__What is required__: Find all the lines in the entries below that hold the word "green" and copy them.

====================

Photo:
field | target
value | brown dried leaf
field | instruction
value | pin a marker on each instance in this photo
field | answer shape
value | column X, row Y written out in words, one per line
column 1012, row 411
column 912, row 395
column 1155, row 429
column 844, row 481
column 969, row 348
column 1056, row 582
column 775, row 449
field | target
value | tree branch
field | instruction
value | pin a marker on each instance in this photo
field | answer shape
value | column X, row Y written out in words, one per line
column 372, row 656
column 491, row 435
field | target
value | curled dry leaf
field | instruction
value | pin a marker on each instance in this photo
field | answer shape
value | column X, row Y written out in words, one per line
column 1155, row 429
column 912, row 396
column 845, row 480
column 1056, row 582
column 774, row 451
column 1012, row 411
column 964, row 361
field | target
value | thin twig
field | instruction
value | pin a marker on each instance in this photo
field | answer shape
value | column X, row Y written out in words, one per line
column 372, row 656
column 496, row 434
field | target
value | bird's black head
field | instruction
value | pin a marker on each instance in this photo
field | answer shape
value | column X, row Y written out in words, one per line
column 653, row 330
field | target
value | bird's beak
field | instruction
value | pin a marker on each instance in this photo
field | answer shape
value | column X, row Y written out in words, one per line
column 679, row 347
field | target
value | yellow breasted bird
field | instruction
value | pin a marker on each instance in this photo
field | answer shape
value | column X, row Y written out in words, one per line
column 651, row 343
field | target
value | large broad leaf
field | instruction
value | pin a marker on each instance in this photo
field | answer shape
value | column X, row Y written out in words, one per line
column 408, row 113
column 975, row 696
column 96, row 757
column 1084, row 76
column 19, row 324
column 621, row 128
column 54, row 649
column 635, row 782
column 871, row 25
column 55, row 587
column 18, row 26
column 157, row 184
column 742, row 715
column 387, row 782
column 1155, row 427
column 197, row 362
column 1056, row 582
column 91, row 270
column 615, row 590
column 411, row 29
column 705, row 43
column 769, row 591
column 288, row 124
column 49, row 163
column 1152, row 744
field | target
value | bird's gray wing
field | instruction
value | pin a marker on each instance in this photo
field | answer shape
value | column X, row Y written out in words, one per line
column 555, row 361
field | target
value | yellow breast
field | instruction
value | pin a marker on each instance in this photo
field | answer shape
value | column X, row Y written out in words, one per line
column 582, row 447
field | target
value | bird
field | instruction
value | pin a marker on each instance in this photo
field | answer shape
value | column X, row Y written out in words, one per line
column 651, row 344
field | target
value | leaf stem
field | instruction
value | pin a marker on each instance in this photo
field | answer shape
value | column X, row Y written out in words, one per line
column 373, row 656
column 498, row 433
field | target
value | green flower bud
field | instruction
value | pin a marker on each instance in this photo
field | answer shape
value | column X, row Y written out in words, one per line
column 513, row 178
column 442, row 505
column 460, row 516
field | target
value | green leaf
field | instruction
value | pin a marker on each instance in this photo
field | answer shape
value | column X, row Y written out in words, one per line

====================

__Answer to this exercise__:
value | green flower bud
value | green leaf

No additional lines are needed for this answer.